# EXCERPTED RECORDS:
•••
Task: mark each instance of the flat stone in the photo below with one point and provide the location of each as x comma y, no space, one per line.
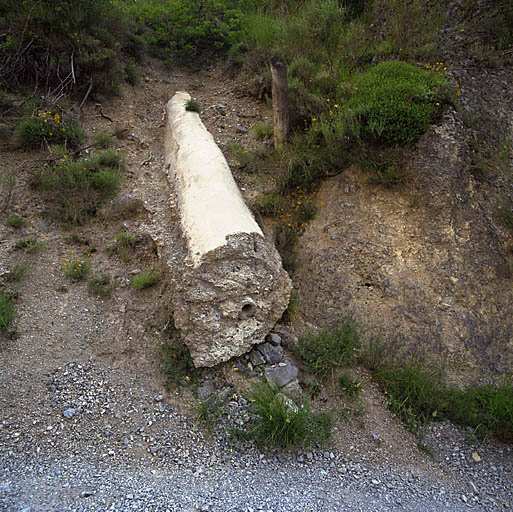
271,353
281,375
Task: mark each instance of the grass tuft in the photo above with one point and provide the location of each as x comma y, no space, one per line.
145,279
100,285
279,422
329,349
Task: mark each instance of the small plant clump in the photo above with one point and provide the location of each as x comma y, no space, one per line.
263,131
145,279
192,106
125,239
279,422
7,311
14,221
100,284
506,215
329,349
349,385
48,126
75,267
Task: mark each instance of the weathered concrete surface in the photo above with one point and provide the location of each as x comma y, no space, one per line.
233,288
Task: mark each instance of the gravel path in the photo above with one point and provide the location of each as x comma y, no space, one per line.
92,444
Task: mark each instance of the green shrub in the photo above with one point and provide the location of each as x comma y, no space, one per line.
417,394
145,279
100,285
48,126
291,310
188,32
66,45
270,203
279,422
285,239
75,267
263,131
75,188
14,221
17,272
329,349
7,311
393,103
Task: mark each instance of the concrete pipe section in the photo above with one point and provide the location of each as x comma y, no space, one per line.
233,288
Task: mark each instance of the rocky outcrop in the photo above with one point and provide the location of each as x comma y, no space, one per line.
232,288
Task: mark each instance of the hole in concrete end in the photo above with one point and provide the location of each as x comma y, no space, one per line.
247,311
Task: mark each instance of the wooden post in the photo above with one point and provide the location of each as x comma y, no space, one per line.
280,101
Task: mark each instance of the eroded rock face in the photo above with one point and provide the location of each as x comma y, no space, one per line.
426,263
232,289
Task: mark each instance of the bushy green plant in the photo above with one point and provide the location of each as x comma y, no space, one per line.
279,422
75,267
411,29
100,284
393,103
75,188
188,32
192,106
17,272
125,239
329,349
506,215
48,126
104,139
145,279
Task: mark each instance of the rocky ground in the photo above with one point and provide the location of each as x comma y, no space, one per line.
86,423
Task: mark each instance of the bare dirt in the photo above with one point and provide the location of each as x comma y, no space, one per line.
360,254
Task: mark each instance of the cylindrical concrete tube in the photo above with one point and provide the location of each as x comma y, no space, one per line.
233,288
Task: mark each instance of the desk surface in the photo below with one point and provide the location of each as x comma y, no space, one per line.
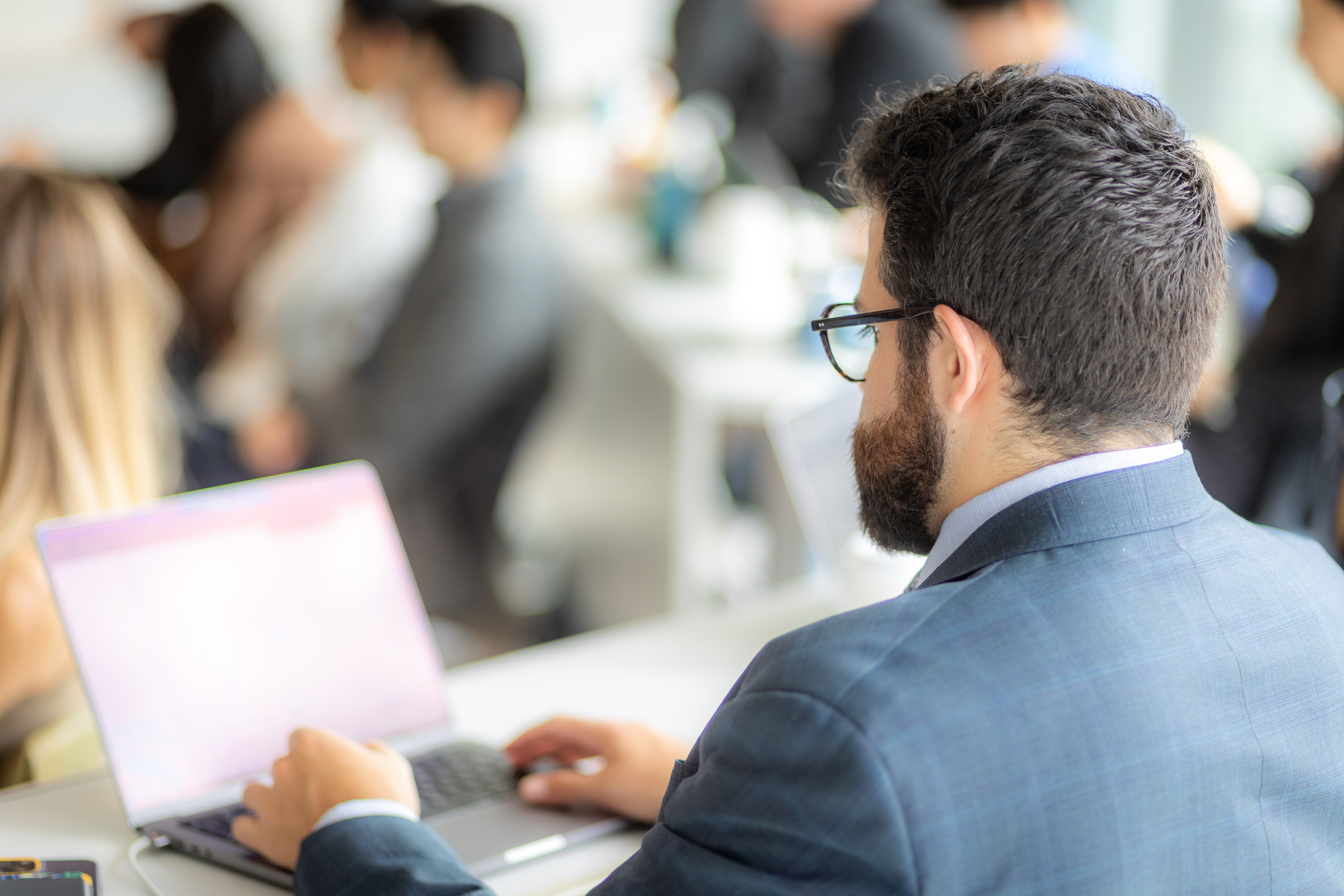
670,673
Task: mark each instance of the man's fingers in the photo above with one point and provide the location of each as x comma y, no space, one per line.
574,737
562,788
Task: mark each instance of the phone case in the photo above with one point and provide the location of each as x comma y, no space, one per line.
89,870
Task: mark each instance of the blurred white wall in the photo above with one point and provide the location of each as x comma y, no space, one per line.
1230,69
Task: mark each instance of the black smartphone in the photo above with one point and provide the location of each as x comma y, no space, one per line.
46,883
49,878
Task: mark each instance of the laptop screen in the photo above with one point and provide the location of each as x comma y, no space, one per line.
210,625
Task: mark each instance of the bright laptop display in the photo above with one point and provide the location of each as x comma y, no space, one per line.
210,625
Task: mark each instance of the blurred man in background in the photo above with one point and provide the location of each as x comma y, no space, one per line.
464,361
314,306
800,74
1103,682
1002,33
1261,467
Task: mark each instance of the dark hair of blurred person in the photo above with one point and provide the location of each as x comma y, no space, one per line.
1261,465
800,74
242,158
441,402
217,78
376,38
1002,33
85,316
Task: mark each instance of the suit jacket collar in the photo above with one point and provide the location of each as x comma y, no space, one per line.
1107,506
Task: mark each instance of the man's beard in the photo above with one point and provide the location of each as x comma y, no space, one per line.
898,465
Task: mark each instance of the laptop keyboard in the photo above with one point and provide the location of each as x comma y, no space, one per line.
449,778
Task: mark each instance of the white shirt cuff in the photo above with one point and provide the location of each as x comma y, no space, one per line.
362,808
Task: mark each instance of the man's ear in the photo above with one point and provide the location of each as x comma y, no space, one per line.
966,361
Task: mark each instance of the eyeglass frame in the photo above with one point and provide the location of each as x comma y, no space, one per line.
823,324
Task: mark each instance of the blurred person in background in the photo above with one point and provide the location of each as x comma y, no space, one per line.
1002,33
85,319
242,159
1261,467
800,74
314,304
440,405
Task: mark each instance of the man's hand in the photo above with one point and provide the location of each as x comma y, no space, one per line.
322,770
635,770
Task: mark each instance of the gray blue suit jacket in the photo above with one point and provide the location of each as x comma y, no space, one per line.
1113,687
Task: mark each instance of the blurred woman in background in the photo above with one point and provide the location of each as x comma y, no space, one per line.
85,318
315,303
1262,465
242,159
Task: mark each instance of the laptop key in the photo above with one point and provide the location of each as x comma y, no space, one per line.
218,823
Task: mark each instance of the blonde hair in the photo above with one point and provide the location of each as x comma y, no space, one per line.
85,318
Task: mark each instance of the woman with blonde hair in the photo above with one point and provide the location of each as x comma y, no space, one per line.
85,421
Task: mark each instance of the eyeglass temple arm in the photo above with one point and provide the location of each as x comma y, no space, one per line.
871,318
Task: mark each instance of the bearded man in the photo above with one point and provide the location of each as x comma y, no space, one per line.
1103,682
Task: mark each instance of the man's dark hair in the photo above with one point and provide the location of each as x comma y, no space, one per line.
376,13
480,43
1074,222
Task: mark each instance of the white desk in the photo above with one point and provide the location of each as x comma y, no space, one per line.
670,673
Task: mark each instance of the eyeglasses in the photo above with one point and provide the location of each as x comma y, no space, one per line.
850,339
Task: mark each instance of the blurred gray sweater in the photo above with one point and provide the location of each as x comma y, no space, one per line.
441,402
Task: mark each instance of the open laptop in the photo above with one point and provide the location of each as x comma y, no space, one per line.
209,625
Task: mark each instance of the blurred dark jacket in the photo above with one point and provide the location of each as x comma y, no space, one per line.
444,398
807,107
1261,465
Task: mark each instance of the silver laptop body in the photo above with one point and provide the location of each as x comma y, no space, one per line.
182,612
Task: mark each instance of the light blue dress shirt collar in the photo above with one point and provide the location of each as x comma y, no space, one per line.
972,515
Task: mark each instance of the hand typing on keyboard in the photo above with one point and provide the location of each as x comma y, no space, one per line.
322,770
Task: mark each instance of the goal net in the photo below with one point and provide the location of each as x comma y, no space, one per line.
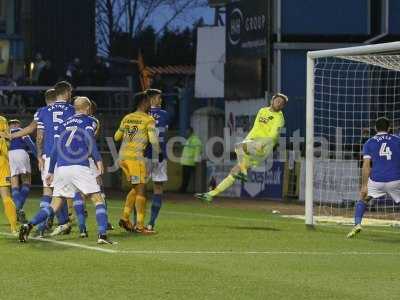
348,89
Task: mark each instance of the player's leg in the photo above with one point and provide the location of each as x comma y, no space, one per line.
159,176
375,190
79,206
25,177
9,208
226,183
186,174
103,194
16,195
130,201
24,192
101,218
43,214
239,171
156,202
140,205
84,180
131,170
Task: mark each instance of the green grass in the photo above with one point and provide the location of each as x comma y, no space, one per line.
210,253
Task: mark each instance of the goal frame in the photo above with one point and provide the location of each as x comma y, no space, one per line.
311,57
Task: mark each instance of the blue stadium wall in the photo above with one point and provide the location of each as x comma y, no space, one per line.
308,19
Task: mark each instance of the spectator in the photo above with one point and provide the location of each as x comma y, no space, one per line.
48,75
99,73
38,66
74,73
190,157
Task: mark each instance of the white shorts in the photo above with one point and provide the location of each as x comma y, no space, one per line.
93,167
379,189
45,171
19,162
157,171
69,180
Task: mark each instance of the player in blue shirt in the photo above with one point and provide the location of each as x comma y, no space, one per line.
157,166
382,178
20,166
74,144
49,119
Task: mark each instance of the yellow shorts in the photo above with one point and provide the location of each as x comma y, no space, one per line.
249,156
135,170
5,173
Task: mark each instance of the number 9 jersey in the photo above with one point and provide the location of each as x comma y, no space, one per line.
136,130
384,151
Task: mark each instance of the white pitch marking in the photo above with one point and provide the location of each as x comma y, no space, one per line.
169,212
69,244
189,252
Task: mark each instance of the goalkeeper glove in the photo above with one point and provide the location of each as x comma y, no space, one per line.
160,157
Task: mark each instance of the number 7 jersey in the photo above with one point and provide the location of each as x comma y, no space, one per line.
384,151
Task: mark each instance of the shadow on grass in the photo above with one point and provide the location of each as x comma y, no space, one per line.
250,228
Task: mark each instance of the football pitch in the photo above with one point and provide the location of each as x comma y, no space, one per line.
217,251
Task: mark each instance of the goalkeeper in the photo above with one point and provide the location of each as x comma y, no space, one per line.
256,147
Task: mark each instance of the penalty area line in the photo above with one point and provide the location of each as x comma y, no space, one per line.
68,244
194,252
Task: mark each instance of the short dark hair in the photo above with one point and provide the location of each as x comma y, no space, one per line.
93,107
280,95
139,98
14,121
50,95
153,92
62,87
382,124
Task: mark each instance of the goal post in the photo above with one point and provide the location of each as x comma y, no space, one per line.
346,89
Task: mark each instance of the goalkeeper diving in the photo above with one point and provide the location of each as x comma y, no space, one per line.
257,145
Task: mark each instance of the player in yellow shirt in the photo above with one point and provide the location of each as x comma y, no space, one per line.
136,131
9,206
256,147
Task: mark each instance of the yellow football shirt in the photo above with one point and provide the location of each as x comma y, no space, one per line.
267,125
3,142
136,131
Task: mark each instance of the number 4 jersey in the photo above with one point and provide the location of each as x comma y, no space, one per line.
384,151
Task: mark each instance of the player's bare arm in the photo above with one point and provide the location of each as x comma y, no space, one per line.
366,171
25,131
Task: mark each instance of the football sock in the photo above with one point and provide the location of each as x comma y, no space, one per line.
42,215
62,214
45,202
243,167
140,209
24,193
80,212
134,216
10,211
224,185
155,208
17,197
101,218
359,213
129,205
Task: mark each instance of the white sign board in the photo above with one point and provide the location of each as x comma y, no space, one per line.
335,181
210,62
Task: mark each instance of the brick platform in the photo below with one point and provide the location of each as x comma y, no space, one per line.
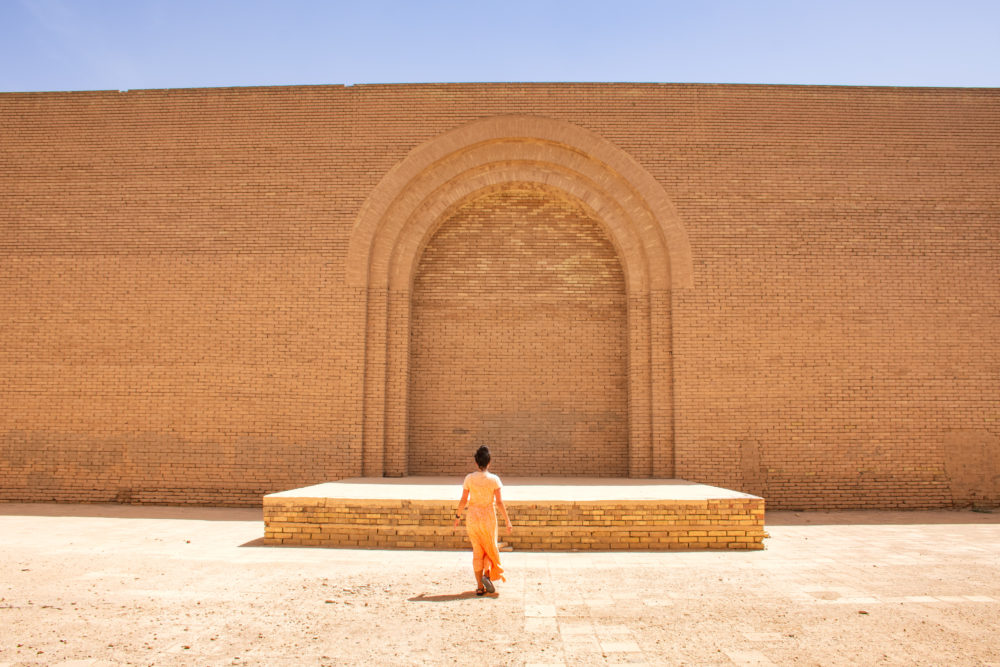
548,514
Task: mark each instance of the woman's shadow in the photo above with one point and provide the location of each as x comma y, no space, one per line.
423,597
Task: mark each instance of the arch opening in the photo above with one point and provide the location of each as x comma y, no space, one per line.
423,193
519,340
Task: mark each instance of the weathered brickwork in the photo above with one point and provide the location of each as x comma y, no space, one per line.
519,341
544,526
207,295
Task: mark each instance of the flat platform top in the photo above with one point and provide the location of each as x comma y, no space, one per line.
523,489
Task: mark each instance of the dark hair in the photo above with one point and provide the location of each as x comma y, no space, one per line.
483,456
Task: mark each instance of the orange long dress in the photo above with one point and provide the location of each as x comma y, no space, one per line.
481,523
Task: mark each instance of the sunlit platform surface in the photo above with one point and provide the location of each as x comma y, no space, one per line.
557,514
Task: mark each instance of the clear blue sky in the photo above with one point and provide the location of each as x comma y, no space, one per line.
128,44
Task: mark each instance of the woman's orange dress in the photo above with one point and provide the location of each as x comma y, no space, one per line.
481,523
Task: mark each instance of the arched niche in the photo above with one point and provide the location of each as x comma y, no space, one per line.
418,194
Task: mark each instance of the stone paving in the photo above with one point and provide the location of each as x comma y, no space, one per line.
102,585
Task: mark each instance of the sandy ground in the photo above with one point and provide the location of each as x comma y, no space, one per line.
99,585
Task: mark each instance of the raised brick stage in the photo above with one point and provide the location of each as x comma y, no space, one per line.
548,514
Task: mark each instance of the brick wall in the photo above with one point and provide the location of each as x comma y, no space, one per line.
518,341
175,325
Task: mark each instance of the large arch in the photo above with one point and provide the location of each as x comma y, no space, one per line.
411,201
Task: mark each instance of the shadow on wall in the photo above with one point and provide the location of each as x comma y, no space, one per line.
972,463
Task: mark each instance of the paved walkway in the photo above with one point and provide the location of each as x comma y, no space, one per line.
95,585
•••
# EXERCISE:
Take the line that contains "Task: mark each instance of the stone" and each line after it down to the last of the records, and retype them exactly; add nothing else.

# RESPONSE:
Task: mark each instance of the stone paving in the photo above with one point and provide the location of each as x comma y, no space, one per line.
102,585
Task: mark each instance of the sandy ground in the photo above with one point and provide the location of each as x comma y, no space, one per line.
99,585
Task: mark each instance of the raised brick stage in the photo above with one point and provide the location of each as x comma y, no space, one per line.
548,514
Task: mark each instance of the brick wall in the photo above with one point and provide the location of each as x comma y, no space, one per line.
518,341
175,325
Task: mark each instance of the large arch in the photo above with one point and provide the location of each as x comma y, no space, one per line.
411,201
Task: mark each instance of the shadow on wall in the photo above with one point and provide the location of each as x comma y, no space, one per line.
972,463
Task: mark each instance of the paved walkway in the photo above with one point and provide the location of each as x comma y, no space, one per line.
95,585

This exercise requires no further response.